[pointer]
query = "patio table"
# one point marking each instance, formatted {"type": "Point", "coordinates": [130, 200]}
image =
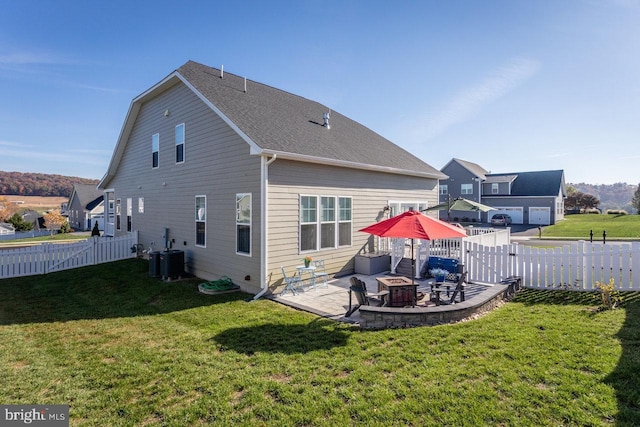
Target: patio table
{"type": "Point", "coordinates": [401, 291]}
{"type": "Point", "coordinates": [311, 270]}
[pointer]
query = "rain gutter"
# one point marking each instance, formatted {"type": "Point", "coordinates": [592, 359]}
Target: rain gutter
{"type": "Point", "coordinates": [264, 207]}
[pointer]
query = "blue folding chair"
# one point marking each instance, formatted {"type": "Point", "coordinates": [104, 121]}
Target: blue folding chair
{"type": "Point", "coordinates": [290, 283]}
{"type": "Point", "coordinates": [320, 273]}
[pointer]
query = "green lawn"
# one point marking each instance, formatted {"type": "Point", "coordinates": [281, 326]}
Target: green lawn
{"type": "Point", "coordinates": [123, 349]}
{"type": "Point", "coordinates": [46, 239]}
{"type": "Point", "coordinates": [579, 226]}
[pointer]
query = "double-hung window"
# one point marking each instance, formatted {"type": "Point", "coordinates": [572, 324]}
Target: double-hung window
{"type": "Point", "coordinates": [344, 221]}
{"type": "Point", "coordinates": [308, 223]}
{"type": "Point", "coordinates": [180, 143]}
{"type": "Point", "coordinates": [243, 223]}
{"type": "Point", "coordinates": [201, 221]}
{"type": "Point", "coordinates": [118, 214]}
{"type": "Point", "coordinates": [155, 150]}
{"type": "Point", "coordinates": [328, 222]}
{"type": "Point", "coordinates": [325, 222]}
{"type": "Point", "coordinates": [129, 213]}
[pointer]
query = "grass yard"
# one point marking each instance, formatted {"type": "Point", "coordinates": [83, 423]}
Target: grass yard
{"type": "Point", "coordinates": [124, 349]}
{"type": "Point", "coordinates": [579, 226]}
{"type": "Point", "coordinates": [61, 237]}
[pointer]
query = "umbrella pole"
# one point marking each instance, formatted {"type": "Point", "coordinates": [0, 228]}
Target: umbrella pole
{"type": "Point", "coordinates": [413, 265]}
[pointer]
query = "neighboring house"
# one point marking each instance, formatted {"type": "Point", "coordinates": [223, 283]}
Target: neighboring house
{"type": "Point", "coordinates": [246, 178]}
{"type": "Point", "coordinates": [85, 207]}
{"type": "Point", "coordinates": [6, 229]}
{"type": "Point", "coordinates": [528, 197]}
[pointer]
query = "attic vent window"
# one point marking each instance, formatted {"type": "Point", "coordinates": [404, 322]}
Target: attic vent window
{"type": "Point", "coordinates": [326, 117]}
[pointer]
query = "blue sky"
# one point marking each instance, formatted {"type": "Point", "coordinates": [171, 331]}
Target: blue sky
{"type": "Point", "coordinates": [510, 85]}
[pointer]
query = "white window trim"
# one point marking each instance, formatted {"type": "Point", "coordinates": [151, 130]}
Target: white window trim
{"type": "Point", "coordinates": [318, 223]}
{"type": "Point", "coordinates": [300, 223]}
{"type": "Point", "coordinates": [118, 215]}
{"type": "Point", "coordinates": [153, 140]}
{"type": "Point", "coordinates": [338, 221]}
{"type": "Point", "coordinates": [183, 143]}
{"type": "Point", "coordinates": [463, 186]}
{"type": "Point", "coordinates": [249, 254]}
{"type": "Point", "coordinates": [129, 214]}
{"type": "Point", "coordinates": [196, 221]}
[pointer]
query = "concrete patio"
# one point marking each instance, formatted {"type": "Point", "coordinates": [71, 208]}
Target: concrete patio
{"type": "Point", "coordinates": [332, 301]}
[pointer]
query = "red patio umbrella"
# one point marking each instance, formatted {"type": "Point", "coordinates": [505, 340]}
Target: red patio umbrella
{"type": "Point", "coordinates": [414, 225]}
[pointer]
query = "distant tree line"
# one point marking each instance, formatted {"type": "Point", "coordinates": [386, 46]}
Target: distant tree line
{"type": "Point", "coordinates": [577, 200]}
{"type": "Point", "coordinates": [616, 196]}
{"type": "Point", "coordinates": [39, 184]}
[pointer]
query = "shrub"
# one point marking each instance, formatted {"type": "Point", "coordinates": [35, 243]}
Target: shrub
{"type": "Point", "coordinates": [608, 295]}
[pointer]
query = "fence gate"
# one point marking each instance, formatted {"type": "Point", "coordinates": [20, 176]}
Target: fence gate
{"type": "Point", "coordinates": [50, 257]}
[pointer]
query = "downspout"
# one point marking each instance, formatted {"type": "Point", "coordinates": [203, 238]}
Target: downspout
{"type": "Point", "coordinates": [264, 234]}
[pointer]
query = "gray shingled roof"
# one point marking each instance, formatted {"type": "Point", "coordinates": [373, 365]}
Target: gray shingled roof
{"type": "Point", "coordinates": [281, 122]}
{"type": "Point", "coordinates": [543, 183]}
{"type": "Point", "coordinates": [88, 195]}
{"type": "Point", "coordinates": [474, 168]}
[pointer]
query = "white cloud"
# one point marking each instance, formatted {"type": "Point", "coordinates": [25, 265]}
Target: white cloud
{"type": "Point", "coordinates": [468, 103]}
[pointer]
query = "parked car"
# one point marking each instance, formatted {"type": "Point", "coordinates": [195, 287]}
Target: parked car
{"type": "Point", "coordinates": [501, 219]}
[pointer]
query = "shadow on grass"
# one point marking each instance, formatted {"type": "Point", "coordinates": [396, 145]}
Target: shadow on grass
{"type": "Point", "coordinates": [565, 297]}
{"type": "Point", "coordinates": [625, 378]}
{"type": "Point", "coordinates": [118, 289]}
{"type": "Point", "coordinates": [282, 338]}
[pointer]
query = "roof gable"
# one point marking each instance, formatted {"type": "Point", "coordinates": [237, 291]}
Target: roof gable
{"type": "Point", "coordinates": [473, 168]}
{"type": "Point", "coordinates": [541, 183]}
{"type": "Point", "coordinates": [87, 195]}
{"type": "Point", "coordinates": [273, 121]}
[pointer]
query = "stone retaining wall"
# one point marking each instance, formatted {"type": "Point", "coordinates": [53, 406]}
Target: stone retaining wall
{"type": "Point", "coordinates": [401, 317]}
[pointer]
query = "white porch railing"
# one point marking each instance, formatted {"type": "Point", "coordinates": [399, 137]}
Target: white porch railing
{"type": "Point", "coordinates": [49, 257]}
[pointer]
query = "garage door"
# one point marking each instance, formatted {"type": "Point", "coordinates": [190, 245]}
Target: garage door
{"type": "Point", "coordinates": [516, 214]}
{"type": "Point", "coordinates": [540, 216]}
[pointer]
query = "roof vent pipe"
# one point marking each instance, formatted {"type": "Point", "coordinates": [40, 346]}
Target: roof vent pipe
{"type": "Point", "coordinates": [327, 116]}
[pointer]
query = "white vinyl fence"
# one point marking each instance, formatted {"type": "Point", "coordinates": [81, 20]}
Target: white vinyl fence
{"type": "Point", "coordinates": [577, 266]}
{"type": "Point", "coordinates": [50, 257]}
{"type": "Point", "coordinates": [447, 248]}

**PROBLEM STATEMENT**
Pictures in the listing above must be skipped; everything else should be copied exactly.

**ANSWER SPACE**
[pointer]
query = "patio table"
# one point marking each instance, formatted {"type": "Point", "coordinates": [130, 200]}
image =
Target: patio table
{"type": "Point", "coordinates": [401, 291]}
{"type": "Point", "coordinates": [311, 270]}
[pointer]
query = "rain gutter"
# one point marking each instance, formatted {"type": "Point", "coordinates": [592, 359]}
Target: rain gutter
{"type": "Point", "coordinates": [264, 207]}
[pointer]
query = "blue folding chair"
# one point marking each instance, formatted {"type": "Point", "coordinates": [104, 121]}
Target: blue folding chair
{"type": "Point", "coordinates": [290, 283]}
{"type": "Point", "coordinates": [320, 273]}
[pointer]
query = "green lawn"
# one point marking each instance, formatted {"type": "Point", "coordinates": [281, 326]}
Target: green lawn
{"type": "Point", "coordinates": [123, 349]}
{"type": "Point", "coordinates": [46, 239]}
{"type": "Point", "coordinates": [579, 226]}
[pointer]
query = "double-hung window"
# one point marking each instance, formatted {"type": "Point", "coordinates": [572, 324]}
Target: double-hung window
{"type": "Point", "coordinates": [344, 221]}
{"type": "Point", "coordinates": [308, 223]}
{"type": "Point", "coordinates": [180, 143]}
{"type": "Point", "coordinates": [243, 223]}
{"type": "Point", "coordinates": [201, 221]}
{"type": "Point", "coordinates": [118, 214]}
{"type": "Point", "coordinates": [155, 150]}
{"type": "Point", "coordinates": [328, 222]}
{"type": "Point", "coordinates": [325, 222]}
{"type": "Point", "coordinates": [129, 213]}
[pointer]
query = "grass yard"
# one point marking each instance, formatted {"type": "Point", "coordinates": [83, 423]}
Target: grass yard
{"type": "Point", "coordinates": [124, 349]}
{"type": "Point", "coordinates": [579, 226]}
{"type": "Point", "coordinates": [61, 237]}
[pointer]
query = "umbrella pole"
# one point marking each instance, formatted {"type": "Point", "coordinates": [0, 228]}
Target: umbrella pole
{"type": "Point", "coordinates": [413, 265]}
[pointer]
query = "neighboring house"
# one point marking each instance, formatted {"type": "Point", "coordinates": [223, 283]}
Target: neighboring house
{"type": "Point", "coordinates": [246, 178]}
{"type": "Point", "coordinates": [85, 207]}
{"type": "Point", "coordinates": [6, 229]}
{"type": "Point", "coordinates": [528, 197]}
[pointer]
query = "attic vent window"
# one point marking each instance, formatted {"type": "Point", "coordinates": [404, 322]}
Target: attic vent window
{"type": "Point", "coordinates": [326, 117]}
[pointer]
query = "blue sky"
# one point marking each instance, formatted {"type": "Point", "coordinates": [171, 331]}
Target: blue sky
{"type": "Point", "coordinates": [510, 85]}
[pointer]
query = "white window trim"
# one point marking each instance, formatted {"type": "Point", "coordinates": [151, 130]}
Target: white window trim
{"type": "Point", "coordinates": [318, 223]}
{"type": "Point", "coordinates": [300, 223]}
{"type": "Point", "coordinates": [118, 215]}
{"type": "Point", "coordinates": [153, 140]}
{"type": "Point", "coordinates": [338, 221]}
{"type": "Point", "coordinates": [183, 143]}
{"type": "Point", "coordinates": [463, 186]}
{"type": "Point", "coordinates": [249, 254]}
{"type": "Point", "coordinates": [129, 214]}
{"type": "Point", "coordinates": [196, 221]}
[pointer]
query = "concrete patio"
# one point marking each instance, formatted {"type": "Point", "coordinates": [71, 208]}
Target: concrete patio
{"type": "Point", "coordinates": [332, 301]}
[pointer]
query = "red patio umbrella"
# one point marking each instance, formatted {"type": "Point", "coordinates": [505, 340]}
Target: red patio umbrella
{"type": "Point", "coordinates": [414, 225]}
[pointer]
query = "distant tree line"
# one point marking each instance, formatted {"type": "Point", "coordinates": [386, 46]}
Target: distant tree line
{"type": "Point", "coordinates": [577, 200]}
{"type": "Point", "coordinates": [616, 196]}
{"type": "Point", "coordinates": [39, 184]}
[pointer]
query = "shrub"
# one point marking each instance, formatted {"type": "Point", "coordinates": [35, 243]}
Target: shrub
{"type": "Point", "coordinates": [608, 295]}
[pointer]
query = "fence gate"
# one point marking each instance, formatted {"type": "Point", "coordinates": [20, 176]}
Target: fence gate
{"type": "Point", "coordinates": [50, 257]}
[pointer]
query = "downspout"
# one point marking each instance, formatted {"type": "Point", "coordinates": [203, 238]}
Target: downspout
{"type": "Point", "coordinates": [264, 234]}
[pointer]
query = "gray shingled roof"
# one point marking each instance, formatted {"type": "Point", "coordinates": [373, 365]}
Target: gray shingled roof
{"type": "Point", "coordinates": [281, 122]}
{"type": "Point", "coordinates": [543, 183]}
{"type": "Point", "coordinates": [88, 195]}
{"type": "Point", "coordinates": [474, 168]}
[pointer]
query = "white cloud"
# one point marking each instance, formatted {"type": "Point", "coordinates": [25, 265]}
Target: white cloud
{"type": "Point", "coordinates": [468, 103]}
[pointer]
query = "parked car"
# one point marking each instance, formatted {"type": "Point", "coordinates": [195, 287]}
Target: parked car
{"type": "Point", "coordinates": [501, 219]}
[pointer]
query = "shadow on grass"
# one point marking each instance, formatted {"type": "Point", "coordinates": [396, 145]}
Target: shadow on grass
{"type": "Point", "coordinates": [565, 297]}
{"type": "Point", "coordinates": [625, 378]}
{"type": "Point", "coordinates": [118, 289]}
{"type": "Point", "coordinates": [282, 338]}
[pointer]
query = "roof gable"
# one point marking each instance, formatted {"type": "Point", "coordinates": [237, 291]}
Target: roof gable
{"type": "Point", "coordinates": [473, 168]}
{"type": "Point", "coordinates": [541, 183]}
{"type": "Point", "coordinates": [87, 195]}
{"type": "Point", "coordinates": [273, 121]}
[pointer]
query = "stone retaining wall"
# one point marking each instance, formatted {"type": "Point", "coordinates": [53, 406]}
Target: stone retaining wall
{"type": "Point", "coordinates": [401, 317]}
[pointer]
query = "white porch railing"
# one point marking each instance, formatted {"type": "Point", "coordinates": [399, 137]}
Target: white porch railing
{"type": "Point", "coordinates": [49, 257]}
[pointer]
query = "garage door"
# one point marking each instance, formatted {"type": "Point", "coordinates": [190, 245]}
Target: garage door
{"type": "Point", "coordinates": [516, 214]}
{"type": "Point", "coordinates": [540, 216]}
[pointer]
query = "roof vent pipe"
# one point marking each instance, formatted {"type": "Point", "coordinates": [40, 346]}
Target: roof vent pipe
{"type": "Point", "coordinates": [327, 116]}
[pointer]
query = "white vinyl fence"
# one point marking each instance, formatted {"type": "Point", "coordinates": [81, 20]}
Target: white vinyl fence
{"type": "Point", "coordinates": [577, 266]}
{"type": "Point", "coordinates": [50, 257]}
{"type": "Point", "coordinates": [447, 248]}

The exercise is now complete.